What to work on
Please update the lines from the line with "of the shirt" to the line with "pixel 107 92" so that "matching" becomes "corresponding", and give back only those lines with nothing else altered.

◇ ◇ ◇ ◇ ◇

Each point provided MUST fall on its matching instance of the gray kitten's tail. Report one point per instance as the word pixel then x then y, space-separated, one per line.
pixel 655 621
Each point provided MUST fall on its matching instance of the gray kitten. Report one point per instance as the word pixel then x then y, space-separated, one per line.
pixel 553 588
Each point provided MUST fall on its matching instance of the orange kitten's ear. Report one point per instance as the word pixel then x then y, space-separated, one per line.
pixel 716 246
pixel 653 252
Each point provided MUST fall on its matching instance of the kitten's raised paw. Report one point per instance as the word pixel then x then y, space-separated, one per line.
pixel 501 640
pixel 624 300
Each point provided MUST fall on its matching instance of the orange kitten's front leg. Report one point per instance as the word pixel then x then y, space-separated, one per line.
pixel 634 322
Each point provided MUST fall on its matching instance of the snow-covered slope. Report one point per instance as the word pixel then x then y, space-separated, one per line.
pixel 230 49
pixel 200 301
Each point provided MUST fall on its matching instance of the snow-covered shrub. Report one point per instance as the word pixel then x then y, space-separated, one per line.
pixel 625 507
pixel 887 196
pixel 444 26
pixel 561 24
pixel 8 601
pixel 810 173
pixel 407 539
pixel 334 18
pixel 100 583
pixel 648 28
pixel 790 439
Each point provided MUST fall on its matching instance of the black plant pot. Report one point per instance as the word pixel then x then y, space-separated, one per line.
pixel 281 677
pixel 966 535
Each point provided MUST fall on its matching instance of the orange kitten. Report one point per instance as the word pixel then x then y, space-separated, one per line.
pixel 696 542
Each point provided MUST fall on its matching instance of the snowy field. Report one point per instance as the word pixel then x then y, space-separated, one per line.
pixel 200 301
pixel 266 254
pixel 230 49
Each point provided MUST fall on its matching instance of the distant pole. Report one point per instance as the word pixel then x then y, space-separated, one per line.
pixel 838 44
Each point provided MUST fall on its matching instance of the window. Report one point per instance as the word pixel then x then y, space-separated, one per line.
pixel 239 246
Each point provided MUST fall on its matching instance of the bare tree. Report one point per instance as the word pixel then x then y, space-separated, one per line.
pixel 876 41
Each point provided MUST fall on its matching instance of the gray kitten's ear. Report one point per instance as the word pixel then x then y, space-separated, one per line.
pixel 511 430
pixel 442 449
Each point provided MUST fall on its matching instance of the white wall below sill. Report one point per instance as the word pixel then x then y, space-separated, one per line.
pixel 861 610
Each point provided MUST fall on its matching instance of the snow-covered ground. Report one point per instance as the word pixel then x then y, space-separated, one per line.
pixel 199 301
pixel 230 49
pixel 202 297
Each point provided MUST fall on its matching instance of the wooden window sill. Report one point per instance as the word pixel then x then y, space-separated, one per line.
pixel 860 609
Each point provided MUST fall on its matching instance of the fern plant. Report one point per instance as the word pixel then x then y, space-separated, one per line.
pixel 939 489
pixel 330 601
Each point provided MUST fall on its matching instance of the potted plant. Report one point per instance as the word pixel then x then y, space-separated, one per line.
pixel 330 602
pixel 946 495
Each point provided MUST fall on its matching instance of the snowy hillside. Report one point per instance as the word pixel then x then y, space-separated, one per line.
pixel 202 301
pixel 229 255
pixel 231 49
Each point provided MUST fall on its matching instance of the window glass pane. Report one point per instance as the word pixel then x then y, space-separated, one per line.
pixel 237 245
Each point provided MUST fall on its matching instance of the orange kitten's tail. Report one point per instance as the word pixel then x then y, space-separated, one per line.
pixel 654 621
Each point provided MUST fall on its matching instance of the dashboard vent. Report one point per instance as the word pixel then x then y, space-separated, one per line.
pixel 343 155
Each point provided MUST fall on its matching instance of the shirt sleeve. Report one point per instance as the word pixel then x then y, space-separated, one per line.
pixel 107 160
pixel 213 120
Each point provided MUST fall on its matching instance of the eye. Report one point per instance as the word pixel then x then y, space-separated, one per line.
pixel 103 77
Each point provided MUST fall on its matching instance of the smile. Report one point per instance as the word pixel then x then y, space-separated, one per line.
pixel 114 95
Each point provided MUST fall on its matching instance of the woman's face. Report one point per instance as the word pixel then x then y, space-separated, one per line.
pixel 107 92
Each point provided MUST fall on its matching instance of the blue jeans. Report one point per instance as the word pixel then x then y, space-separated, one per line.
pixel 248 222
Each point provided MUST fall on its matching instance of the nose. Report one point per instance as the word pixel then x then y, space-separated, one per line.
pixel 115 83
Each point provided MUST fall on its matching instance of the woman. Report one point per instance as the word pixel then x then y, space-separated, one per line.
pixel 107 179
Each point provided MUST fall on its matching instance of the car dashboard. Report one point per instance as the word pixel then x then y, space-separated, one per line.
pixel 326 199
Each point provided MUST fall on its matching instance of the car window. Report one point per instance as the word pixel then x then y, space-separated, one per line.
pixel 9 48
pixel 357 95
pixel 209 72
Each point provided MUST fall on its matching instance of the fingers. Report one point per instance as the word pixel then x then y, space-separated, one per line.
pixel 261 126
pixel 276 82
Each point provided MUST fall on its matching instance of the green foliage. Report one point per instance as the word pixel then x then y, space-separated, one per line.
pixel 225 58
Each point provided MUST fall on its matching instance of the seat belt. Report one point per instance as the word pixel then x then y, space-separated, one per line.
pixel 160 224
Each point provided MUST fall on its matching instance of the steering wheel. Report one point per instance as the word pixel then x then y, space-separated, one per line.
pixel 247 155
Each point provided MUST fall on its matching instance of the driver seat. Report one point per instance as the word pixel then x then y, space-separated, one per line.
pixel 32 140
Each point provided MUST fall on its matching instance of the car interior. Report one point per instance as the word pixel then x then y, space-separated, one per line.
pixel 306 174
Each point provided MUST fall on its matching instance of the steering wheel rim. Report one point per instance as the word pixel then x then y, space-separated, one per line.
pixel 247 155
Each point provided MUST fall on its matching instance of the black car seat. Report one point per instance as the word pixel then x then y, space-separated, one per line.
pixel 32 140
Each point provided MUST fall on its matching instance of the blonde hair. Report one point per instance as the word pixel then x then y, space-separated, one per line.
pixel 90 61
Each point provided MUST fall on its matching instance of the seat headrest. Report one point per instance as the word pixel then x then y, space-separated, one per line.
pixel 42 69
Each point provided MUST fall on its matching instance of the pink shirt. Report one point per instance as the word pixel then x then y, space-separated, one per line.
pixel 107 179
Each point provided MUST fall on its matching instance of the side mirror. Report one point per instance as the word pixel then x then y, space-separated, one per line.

◇ ◇ ◇ ◇ ◇

Full answer
Each point provided MUST fall on its corresponding instance of the shirt sleeve. Report one point per instance as the word pixel then x then y, space-separated, one per line.
pixel 107 160
pixel 213 120
Each point provided MUST fall on its corresponding instance of the eye. Report one point per instance as the word pixel then x then y, space-separated, one per line.
pixel 103 77
Each point provided MUST fall on its corresponding instance of the smile. Report one point per instance as the word pixel then x then y, space-separated, one per line.
pixel 114 95
Each point provided MUST fall on its corresponding instance of the woman's face. Report one point per instance as the word pixel then x then y, space-separated, one per line.
pixel 107 92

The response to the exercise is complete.